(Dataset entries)
-=-=-=-=-

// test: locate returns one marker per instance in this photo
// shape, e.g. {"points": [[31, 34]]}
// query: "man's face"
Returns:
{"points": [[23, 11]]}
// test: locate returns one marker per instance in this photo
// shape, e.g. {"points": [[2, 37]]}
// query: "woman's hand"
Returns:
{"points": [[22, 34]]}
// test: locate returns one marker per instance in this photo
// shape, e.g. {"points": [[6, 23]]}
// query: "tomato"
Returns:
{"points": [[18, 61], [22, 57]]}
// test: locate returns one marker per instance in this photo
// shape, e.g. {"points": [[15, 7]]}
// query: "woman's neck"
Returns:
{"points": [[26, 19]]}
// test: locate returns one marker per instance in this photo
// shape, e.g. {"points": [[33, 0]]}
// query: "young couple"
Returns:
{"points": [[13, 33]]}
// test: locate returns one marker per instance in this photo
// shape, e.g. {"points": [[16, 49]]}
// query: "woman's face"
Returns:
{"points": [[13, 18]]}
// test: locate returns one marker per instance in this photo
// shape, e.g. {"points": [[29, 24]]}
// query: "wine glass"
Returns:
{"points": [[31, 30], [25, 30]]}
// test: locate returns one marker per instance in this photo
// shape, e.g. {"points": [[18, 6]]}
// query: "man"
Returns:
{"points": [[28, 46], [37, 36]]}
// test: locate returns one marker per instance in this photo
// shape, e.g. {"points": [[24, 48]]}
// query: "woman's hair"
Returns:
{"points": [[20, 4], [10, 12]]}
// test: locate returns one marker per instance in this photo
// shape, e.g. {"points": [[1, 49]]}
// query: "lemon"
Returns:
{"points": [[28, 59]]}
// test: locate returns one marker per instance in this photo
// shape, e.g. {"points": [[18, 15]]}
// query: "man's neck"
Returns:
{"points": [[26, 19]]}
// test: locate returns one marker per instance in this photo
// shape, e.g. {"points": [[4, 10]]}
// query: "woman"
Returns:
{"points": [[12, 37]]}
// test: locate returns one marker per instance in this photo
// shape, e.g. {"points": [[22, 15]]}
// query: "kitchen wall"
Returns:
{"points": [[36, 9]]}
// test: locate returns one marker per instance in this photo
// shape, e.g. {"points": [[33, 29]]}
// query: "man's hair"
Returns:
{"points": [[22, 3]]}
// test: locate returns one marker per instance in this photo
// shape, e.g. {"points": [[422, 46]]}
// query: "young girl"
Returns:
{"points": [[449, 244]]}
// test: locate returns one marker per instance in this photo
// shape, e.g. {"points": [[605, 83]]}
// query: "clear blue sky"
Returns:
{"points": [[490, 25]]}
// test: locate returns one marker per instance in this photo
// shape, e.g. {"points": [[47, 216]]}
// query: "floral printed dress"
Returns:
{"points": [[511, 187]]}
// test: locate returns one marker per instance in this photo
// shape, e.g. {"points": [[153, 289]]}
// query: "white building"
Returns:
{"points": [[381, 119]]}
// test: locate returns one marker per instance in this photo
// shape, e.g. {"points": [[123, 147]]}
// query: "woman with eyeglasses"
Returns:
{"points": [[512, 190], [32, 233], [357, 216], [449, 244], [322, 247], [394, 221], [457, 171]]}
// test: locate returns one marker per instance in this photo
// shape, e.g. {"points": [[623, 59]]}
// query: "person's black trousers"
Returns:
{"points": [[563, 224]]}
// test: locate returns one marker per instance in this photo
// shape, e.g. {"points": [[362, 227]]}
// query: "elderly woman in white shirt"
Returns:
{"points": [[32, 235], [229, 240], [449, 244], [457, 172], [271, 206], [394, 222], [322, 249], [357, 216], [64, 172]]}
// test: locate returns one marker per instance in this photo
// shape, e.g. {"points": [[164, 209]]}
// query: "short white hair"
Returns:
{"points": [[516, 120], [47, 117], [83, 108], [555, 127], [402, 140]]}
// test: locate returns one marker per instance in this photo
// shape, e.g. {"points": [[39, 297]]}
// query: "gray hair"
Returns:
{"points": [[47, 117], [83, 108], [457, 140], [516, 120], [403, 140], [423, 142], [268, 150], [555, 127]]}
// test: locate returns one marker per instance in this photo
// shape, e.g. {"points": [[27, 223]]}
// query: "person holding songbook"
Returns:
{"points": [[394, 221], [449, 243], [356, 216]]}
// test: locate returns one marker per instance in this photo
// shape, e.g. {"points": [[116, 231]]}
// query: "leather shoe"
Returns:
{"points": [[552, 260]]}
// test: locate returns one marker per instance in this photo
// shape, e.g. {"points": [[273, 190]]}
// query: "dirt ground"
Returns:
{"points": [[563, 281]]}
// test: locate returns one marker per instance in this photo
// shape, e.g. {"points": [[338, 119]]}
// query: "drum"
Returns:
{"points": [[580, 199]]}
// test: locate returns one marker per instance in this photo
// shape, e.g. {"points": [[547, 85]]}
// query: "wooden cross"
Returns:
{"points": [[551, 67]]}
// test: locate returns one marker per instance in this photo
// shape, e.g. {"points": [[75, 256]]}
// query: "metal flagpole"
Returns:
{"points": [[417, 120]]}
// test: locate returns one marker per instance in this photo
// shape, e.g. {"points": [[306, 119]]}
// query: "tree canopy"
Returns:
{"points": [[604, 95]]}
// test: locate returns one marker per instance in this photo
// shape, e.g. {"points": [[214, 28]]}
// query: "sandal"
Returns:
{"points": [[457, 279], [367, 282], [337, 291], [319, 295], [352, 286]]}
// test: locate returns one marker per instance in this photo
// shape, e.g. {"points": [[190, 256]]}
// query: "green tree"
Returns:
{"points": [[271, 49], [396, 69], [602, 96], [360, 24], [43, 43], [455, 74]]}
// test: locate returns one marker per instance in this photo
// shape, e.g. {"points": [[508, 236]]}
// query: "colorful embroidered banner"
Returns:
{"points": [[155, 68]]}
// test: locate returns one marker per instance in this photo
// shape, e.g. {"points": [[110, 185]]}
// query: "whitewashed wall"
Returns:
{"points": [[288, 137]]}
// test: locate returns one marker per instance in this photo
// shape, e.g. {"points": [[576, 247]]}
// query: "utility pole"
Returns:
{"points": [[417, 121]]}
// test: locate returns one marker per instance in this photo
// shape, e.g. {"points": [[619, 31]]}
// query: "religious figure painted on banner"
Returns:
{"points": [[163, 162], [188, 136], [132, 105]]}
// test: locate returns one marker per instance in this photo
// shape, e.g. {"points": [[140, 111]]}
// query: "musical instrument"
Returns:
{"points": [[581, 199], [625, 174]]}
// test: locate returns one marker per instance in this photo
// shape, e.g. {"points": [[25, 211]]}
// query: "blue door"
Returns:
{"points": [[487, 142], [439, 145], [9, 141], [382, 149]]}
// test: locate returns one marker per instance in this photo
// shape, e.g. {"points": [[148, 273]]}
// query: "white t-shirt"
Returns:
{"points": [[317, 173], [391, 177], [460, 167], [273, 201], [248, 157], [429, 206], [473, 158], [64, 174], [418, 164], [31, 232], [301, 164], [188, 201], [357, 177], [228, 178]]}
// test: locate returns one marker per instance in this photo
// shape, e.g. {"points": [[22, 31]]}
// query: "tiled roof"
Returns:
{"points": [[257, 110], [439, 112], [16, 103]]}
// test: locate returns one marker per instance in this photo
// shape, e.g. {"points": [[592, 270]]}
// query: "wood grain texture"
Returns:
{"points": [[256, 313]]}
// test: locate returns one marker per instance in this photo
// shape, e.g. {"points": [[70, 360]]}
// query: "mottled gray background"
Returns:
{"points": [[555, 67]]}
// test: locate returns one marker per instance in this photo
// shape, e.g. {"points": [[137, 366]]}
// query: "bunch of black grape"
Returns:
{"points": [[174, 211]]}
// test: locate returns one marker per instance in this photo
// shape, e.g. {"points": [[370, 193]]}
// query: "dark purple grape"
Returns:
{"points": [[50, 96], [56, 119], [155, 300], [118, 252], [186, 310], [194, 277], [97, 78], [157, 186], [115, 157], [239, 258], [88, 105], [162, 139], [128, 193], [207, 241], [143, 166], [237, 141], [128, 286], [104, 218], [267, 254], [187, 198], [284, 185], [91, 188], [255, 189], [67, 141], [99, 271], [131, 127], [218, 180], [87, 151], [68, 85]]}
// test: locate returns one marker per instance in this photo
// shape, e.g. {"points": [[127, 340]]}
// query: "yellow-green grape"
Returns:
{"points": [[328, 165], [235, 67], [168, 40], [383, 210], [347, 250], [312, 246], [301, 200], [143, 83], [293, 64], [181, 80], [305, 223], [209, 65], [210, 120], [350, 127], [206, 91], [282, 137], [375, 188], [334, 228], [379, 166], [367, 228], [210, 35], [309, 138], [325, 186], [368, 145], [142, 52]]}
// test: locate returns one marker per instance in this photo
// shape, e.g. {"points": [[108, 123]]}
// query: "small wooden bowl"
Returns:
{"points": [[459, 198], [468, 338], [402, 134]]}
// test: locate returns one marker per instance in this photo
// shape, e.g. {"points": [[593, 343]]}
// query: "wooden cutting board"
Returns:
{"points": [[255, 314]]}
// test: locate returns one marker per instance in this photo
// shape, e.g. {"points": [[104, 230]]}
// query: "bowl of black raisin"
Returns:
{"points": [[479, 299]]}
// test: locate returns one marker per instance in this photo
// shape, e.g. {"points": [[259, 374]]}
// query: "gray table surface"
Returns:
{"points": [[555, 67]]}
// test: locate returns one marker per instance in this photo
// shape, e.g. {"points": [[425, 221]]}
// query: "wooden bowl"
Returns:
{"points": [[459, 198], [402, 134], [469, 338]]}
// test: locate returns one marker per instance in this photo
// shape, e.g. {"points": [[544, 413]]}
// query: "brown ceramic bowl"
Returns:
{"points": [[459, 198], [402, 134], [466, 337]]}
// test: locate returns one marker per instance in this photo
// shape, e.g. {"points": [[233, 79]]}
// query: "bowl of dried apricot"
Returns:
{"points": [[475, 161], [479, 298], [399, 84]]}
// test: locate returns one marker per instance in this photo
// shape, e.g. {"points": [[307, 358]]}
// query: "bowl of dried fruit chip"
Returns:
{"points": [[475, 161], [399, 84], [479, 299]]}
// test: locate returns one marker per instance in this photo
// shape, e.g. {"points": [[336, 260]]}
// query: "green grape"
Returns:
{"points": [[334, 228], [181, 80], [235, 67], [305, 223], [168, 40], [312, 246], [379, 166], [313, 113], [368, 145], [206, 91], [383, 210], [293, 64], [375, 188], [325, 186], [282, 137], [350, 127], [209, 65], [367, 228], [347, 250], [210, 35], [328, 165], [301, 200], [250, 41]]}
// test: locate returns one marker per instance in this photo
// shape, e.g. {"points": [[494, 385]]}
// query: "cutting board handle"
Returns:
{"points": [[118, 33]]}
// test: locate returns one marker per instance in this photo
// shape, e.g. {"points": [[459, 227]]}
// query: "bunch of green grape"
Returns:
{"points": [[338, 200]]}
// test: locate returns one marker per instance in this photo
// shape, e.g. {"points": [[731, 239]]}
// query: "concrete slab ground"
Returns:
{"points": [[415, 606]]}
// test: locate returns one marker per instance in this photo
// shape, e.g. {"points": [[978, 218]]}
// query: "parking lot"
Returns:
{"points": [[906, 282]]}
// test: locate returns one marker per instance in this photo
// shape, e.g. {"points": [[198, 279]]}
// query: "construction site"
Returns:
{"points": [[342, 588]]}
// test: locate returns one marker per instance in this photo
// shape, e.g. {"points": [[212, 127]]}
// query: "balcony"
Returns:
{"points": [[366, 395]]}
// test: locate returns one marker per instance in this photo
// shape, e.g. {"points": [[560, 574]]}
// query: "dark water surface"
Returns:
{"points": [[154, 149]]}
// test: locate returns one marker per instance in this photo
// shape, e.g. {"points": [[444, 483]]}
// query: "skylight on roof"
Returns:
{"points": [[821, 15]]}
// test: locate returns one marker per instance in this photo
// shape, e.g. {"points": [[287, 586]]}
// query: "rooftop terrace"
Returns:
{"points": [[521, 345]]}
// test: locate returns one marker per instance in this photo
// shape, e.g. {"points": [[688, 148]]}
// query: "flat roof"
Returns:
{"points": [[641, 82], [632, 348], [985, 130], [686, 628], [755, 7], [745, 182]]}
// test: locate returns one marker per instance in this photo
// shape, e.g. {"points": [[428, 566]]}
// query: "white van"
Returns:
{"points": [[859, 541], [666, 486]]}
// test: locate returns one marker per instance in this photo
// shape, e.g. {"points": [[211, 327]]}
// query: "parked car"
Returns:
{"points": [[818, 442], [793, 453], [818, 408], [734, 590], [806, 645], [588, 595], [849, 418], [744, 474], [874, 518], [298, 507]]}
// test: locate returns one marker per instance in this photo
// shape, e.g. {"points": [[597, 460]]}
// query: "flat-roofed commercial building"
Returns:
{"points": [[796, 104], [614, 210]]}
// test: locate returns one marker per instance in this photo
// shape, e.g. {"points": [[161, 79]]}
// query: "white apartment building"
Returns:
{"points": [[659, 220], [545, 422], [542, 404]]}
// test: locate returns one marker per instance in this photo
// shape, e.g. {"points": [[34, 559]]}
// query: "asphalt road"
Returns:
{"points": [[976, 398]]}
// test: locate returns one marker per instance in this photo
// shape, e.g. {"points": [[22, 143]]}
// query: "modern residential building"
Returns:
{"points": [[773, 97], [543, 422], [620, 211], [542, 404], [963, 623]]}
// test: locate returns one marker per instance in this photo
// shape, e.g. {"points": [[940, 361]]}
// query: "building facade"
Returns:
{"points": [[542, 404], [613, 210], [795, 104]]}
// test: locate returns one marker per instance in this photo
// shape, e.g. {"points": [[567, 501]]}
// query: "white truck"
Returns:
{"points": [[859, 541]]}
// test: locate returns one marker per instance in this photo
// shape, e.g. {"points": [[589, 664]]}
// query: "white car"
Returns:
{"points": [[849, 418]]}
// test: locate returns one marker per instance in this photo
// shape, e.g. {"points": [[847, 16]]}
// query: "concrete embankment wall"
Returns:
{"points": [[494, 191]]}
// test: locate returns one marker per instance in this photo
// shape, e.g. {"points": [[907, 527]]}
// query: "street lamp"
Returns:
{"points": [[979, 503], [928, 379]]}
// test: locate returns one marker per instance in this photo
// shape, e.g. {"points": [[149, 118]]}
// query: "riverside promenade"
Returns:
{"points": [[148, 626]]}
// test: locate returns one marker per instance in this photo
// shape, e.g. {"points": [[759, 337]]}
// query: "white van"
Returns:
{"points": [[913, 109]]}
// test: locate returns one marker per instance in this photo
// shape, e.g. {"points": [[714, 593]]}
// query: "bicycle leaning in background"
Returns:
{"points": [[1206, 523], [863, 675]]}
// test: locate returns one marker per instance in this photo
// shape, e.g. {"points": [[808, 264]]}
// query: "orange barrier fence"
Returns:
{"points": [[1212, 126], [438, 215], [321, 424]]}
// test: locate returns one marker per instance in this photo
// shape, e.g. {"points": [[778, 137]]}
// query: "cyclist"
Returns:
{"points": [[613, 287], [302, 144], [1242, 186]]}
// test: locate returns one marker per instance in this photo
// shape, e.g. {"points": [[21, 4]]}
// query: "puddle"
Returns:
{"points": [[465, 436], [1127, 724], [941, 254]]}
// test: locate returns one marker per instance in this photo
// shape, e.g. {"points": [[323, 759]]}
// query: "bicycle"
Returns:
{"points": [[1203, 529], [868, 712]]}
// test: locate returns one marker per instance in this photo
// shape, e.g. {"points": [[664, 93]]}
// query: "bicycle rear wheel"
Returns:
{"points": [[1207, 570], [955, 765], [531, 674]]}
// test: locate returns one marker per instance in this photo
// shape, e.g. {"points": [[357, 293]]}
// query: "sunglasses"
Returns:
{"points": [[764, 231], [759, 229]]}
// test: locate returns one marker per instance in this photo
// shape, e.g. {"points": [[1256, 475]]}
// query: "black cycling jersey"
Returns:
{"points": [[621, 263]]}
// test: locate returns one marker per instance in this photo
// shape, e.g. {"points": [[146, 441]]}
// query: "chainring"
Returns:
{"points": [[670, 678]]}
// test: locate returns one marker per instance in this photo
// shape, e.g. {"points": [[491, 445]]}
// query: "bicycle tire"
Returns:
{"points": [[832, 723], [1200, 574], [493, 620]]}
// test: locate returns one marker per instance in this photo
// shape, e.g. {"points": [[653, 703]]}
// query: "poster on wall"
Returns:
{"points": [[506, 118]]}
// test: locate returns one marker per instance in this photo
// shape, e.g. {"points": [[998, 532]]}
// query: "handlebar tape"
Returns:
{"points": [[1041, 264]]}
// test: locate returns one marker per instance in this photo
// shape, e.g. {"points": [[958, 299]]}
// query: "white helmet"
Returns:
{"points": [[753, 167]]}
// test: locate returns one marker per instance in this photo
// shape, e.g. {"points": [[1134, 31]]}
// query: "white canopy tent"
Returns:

-=-=-=-=-

■ Work required ■
Copy whichever lines of the records above contain the word "gray".

■ Exercise solution ■
// query: "gray hair"
// query: "mottled gray background"
// query: "gray table surface"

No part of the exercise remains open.